JOB:
Print the lines of the entries below without any change, starting with the first line and going on through the line that contains "99 159 L 100", both included. Leave the pictures out of your answer.

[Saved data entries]
________
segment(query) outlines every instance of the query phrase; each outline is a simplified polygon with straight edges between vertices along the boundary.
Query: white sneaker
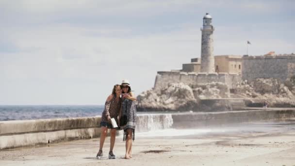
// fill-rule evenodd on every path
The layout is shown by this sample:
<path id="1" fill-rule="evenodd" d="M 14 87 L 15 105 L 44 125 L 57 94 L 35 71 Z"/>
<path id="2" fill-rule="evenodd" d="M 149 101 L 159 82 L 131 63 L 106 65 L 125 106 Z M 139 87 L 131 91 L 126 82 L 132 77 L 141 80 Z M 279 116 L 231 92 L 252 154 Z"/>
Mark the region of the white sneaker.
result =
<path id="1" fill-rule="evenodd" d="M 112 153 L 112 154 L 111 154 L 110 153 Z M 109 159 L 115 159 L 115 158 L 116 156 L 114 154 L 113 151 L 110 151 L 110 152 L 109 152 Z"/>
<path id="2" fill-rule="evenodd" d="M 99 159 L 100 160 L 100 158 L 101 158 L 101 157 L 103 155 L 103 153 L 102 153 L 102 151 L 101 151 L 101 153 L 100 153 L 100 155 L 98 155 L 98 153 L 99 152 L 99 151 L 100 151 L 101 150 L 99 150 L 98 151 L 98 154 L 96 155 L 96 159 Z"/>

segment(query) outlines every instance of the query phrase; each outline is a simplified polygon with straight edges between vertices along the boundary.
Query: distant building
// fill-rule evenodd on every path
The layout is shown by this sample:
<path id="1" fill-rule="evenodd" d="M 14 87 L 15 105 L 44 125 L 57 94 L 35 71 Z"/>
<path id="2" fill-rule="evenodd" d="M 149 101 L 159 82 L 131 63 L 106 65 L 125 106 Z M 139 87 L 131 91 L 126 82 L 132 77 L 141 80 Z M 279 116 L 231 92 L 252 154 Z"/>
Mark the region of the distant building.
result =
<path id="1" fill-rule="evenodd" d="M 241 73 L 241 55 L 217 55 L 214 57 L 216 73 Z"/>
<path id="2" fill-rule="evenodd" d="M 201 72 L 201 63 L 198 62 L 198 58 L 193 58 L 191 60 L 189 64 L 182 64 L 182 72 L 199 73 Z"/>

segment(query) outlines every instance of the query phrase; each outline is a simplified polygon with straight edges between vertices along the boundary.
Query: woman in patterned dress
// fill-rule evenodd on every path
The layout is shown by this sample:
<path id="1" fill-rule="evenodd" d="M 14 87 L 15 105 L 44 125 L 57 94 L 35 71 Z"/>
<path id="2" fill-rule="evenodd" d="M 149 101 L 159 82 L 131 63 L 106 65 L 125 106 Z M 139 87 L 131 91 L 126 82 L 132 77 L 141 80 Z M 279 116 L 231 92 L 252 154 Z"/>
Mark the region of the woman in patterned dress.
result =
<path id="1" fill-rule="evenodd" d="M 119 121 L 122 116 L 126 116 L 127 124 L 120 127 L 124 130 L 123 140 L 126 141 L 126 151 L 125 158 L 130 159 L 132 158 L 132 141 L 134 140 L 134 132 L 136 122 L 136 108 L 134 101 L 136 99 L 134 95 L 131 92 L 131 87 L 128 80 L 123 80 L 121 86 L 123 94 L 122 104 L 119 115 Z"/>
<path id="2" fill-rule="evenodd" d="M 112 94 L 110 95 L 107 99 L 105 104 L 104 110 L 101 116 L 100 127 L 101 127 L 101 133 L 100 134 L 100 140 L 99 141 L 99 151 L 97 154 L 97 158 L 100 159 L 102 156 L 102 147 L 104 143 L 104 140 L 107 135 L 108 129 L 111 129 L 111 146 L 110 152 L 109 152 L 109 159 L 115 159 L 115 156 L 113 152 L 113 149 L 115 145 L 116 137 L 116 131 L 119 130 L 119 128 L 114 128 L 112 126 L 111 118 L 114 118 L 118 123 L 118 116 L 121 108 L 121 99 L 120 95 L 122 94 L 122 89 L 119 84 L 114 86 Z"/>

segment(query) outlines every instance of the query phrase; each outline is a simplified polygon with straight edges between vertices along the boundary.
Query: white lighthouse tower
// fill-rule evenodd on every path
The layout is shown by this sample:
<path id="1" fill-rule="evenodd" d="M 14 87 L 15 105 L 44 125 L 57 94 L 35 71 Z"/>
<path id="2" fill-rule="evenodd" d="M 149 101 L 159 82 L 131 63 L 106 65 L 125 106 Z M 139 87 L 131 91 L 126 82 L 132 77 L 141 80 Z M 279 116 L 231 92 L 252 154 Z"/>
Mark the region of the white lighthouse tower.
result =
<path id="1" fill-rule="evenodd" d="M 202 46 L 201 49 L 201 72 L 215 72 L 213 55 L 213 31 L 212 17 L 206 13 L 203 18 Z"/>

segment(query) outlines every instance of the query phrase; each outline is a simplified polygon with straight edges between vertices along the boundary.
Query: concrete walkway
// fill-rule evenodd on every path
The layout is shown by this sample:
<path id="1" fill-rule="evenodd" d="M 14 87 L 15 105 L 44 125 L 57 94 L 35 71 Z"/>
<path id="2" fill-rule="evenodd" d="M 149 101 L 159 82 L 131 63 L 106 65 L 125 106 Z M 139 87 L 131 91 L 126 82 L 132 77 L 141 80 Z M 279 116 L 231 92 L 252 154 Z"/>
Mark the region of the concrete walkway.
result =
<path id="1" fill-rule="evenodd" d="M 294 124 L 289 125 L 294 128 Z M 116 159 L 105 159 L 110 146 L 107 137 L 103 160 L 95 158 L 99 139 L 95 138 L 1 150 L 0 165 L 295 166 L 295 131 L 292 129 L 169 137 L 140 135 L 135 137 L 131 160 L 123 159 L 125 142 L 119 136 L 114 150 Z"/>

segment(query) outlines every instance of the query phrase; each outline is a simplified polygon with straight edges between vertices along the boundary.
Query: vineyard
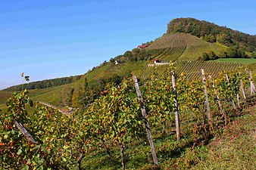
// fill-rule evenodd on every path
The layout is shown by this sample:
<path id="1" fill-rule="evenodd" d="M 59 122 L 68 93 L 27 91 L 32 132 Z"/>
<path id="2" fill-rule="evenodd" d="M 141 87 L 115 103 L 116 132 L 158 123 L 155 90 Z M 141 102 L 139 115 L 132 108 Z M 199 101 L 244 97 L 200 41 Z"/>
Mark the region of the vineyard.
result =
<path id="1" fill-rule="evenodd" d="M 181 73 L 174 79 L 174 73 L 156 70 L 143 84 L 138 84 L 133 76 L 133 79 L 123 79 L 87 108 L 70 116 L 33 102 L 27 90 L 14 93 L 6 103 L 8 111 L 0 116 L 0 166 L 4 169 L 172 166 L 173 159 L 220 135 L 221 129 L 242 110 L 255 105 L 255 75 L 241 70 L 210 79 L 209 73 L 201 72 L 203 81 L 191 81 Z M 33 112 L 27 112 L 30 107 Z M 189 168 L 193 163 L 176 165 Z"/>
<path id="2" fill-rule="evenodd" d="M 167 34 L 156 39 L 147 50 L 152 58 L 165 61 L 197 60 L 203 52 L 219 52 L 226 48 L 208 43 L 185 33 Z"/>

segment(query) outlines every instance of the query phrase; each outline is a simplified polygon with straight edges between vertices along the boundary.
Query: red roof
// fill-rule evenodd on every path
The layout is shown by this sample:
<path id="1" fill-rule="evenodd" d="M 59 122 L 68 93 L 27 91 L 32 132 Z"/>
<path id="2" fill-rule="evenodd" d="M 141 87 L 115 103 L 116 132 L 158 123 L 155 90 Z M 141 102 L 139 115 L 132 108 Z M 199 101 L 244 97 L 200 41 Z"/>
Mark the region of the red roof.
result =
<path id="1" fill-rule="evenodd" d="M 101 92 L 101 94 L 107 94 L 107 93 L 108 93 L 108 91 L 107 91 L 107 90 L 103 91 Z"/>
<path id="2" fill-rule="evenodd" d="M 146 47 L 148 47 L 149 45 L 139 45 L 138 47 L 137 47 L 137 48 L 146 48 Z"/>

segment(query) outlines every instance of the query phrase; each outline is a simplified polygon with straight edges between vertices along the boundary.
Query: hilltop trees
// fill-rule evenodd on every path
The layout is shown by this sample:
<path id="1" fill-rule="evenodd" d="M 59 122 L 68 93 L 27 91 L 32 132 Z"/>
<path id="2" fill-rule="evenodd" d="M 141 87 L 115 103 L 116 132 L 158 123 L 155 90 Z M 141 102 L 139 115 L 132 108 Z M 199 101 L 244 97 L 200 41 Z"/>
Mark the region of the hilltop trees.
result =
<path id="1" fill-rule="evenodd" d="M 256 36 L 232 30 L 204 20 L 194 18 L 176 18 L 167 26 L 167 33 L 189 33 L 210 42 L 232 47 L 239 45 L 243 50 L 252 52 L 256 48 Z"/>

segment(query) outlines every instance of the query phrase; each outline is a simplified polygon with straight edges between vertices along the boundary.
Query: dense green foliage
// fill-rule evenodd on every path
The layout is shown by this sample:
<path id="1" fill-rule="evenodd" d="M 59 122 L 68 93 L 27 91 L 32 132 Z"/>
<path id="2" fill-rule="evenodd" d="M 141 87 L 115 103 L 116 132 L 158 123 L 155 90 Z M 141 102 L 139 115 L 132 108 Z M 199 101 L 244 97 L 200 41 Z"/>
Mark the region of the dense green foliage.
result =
________
REPLY:
segment(query) outlines every instance of the query phrase; each outline is a simplified polygon with straight edges between vertices along the boundary.
Query: white sneaker
// fill-rule evenodd on every path
The layout is shown by this sample:
<path id="1" fill-rule="evenodd" d="M 14 87 L 15 105 L 44 125 L 57 94 L 35 71 Z"/>
<path id="2" fill-rule="evenodd" d="M 149 101 L 159 82 L 131 63 L 106 65 L 125 106 Z M 139 87 L 131 91 L 126 82 L 132 77 L 141 80 Z M 279 116 L 231 92 L 252 154 Z"/>
Mark the region of the white sneaker.
result =
<path id="1" fill-rule="evenodd" d="M 112 153 L 112 154 L 111 154 L 110 153 Z M 109 159 L 115 159 L 115 158 L 116 156 L 114 154 L 113 151 L 110 151 L 110 152 L 109 152 Z"/>
<path id="2" fill-rule="evenodd" d="M 99 159 L 100 160 L 100 158 L 101 158 L 101 157 L 103 155 L 103 153 L 102 153 L 102 151 L 101 151 L 101 153 L 100 153 L 100 155 L 98 155 L 98 153 L 99 152 L 99 151 L 100 151 L 101 150 L 99 150 L 98 151 L 98 154 L 96 155 L 96 159 Z"/>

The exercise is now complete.